• **OBJECTIVE**:
Format every line of the items below as a numbered list, leaving out blank lines.

(Object position labeling entries)
···
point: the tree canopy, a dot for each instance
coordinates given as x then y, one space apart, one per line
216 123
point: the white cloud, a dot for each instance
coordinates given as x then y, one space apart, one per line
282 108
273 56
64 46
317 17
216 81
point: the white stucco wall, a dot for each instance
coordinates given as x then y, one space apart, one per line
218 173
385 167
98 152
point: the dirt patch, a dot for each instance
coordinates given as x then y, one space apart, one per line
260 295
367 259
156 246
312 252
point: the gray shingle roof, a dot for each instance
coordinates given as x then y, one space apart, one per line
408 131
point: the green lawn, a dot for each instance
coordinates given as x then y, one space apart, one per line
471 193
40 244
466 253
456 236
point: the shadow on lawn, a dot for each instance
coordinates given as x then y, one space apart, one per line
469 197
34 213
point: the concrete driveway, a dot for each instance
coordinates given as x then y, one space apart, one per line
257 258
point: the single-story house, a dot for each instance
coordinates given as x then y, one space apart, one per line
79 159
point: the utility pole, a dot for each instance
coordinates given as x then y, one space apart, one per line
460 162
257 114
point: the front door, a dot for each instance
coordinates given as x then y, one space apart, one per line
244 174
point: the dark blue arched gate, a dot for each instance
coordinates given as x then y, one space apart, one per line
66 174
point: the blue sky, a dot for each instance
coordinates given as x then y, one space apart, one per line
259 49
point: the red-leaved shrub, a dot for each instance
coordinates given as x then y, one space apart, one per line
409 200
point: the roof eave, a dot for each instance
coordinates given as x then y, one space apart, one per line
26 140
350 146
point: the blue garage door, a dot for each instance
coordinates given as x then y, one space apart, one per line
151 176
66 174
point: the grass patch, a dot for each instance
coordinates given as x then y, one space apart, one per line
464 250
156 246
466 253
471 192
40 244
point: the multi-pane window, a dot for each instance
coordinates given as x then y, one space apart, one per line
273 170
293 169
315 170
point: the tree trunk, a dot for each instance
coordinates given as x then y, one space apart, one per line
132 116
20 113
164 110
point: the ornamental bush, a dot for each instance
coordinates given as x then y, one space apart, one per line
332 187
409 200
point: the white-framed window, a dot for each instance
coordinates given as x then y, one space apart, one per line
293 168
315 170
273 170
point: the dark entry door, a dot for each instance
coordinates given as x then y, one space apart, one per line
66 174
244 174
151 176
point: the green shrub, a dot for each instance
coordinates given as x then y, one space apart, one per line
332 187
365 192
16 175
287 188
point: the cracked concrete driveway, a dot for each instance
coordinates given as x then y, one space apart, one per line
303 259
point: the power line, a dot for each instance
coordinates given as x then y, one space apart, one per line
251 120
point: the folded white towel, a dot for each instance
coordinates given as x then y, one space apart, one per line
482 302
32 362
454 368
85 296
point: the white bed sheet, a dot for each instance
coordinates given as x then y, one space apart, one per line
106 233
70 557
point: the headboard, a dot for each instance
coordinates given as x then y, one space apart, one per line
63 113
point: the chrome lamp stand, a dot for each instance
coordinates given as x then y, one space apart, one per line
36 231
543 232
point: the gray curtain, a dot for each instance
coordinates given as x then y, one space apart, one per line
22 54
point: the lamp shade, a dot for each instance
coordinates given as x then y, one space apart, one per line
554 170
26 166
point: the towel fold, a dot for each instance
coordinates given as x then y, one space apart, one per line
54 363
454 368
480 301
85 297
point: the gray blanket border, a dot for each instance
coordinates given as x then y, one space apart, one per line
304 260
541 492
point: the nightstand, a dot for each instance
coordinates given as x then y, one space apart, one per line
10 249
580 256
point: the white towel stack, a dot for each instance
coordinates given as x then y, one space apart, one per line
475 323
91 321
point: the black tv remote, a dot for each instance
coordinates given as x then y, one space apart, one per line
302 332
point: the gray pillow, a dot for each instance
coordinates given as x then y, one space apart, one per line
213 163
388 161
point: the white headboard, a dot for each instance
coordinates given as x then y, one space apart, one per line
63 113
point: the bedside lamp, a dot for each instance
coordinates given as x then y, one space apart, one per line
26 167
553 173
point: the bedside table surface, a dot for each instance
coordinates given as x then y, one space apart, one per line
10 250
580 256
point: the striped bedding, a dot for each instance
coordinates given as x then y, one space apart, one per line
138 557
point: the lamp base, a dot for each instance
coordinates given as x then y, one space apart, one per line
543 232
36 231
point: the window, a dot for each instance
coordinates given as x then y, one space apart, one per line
···
• **TASK ANSWER**:
1. point: the tree canopy, a dot for each instance
2. coordinates given as x then y, one space apart, one per line
3. 216 123
4. point: the white cloud, a dot for each instance
5. coordinates given as x then y, one space apart, one per line
6. 282 108
7. 273 56
8. 64 46
9. 317 17
10. 216 81
11. point: the white stucco wall, a dot for each instance
12. coordinates given as x then y, one space apart, one per line
13. 218 173
14. 385 167
15. 98 152
16. point: the dirt patch, a dot for each instance
17. coordinates given as x then y, one space apart, one per line
18. 260 295
19. 367 259
20. 156 246
21. 312 252
22. point: the gray shingle roof, a dot for each instance
23. coordinates given as x then y, one space apart, one per line
24. 408 131
25. point: the green lawn, a dot for each instance
26. coordinates given as x then y, one space apart, one per line
27. 471 193
28. 40 244
29. 466 253
30. 456 236
31. point: the shadow on lawn, a dot for each instance
32. coordinates given as x then y, one space apart, one per line
33. 469 197
34. 34 213
35. point: the concrete driveway, a dot for each instance
36. coordinates given as x then y, one space apart, one per line
37. 257 258
38. point: the single-story house, a dot for each instance
39. coordinates given as x then y, one space apart, one per line
40. 79 159
41. point: the utility pole, a dot for each instance
42. coordinates given as x then y, one space apart, one per line
43. 460 162
44. 257 114
45. point: the front door, a dot for each instance
46. coordinates given as x then y, one space apart, one per line
47. 244 174
48. point: the dark blue arched gate, a dot for each instance
49. coordinates given as x then y, one space apart, one per line
50. 66 174
51. point: the blue sky, a dot for each instance
52. coordinates given as x then y, one space apart, one per line
53. 259 49
54. point: the red-leaved shrub, a dot for each instance
55. coordinates given as x then y, one space apart, one per line
56. 409 200
57. point: the roof eave, a dot for each instance
58. coordinates given as x then y, one space apart, one per line
59. 26 140
60. 350 146
61. point: the blue garage door, a dot for each instance
62. coordinates given as x then y, one space apart, one per line
63. 151 176
64. 66 174
65. point: the grass patch, a dot for each instance
66. coordinates given as x then y, one space apart, one per line
67. 464 250
68. 156 246
69. 466 253
70. 471 192
71. 40 244
72. point: the multi-pane window, a dot for each instance
73. coordinates given as x then y, one space apart, one per line
74. 273 170
75. 293 169
76. 315 170
77. point: the tree trunk, a dot for each instance
78. coordinates given as x then y, one space apart, one per line
79. 132 116
80. 20 113
81. 164 110
82. point: the ornamental bush, a dot for each instance
83. coordinates given as x then y, one space apart, one per line
84. 332 187
85. 409 200
86. point: the white-framed window, a dot for each instance
87. coordinates given as x then y, one space apart, one per line
88. 293 168
89. 315 170
90. 273 170
91. point: the dark entry door, a dot for each instance
92. coordinates given as x then y, one space apart, one per line
93. 66 174
94. 244 174
95. 151 176
96. point: the green shrub, a dot for each instance
97. coordinates given as x then y, one space apart, one per line
98. 332 187
99. 365 192
100. 16 175
101. 287 188
102. point: the cracked concrete driveway, a dot for each instance
103. coordinates given as x then y, one space apart, one per line
104. 303 259
105. point: the power line, a dot for each instance
106. coordinates given as x then y, one space apart, one per line
107. 251 120
108. point: the folded white towel, a dot for each instance
109. coordinates given as x then y, one space apart, one per line
110. 482 302
111. 32 362
112. 454 368
113. 85 296
114. point: the white bed sheet, a dot for each instance
115. coordinates given as x then y, one space apart, one per line
116. 106 233
117. 70 557
118. point: the headboard, a dot for each instance
119. coordinates given as x then y, one space apart, one per line
120. 63 113
121. point: the chrome lamp stand, a dot for each instance
122. coordinates given as x then y, one space apart, one per line
123. 36 231
124. 543 232
125. point: the gray curtain, a dot for each instance
126. coordinates given as x then y, one space apart, one per line
127. 22 54
128. point: the lamp shade, a dot for each instance
129. coordinates given as x then y, one space apart, one per line
130. 554 170
131. 26 166
132. point: the towel fold, a dot for each instance
133. coordinates given as x then y, one space apart, one per line
134. 54 363
135. 454 368
136. 480 301
137. 85 297
138. point: the gray blanket border, a dot for each instance
139. coordinates given as x then y, one space apart, one per line
140. 304 260
141. 541 492
142. point: the nightstand, a dot for each instance
143. coordinates given as x then y, one space apart, one per line
144. 10 249
145. 580 256
146. point: the white towel stack, a dot for each instance
147. coordinates given as x then y, one space apart, one per line
148. 475 323
149. 91 321
150. point: the black tv remote, a dot for each instance
151. coordinates given as x then y, one space apart, one per line
152. 302 332
153. point: the gray pillow, a dot for each instance
154. coordinates given as x then y, one space apart, one per line
155. 213 163
156. 388 161
157. point: the white headboard, a dot for each instance
158. coordinates given as x then y, one space apart, one per line
159. 63 113
160. point: the bedside lamp, a dot for each instance
161. coordinates given as x then y, one space apart, one per line
162. 26 167
163. 553 173
164. point: the bedside table surface, a dot for each instance
165. coordinates given as x then y, one space apart, one per line
166. 10 250
167. 580 256
168. point: the striped bedding, a dot for each instance
169. coordinates given as x then y, one space apart, one per line
170. 138 557
171. point: the lamp base, a dot for each instance
172. coordinates given as x then y, one space apart, one per line
173. 543 232
174. 36 231
175. point: the window, a dot for each instance
176. coordinates given as x then y, one space apart, one per line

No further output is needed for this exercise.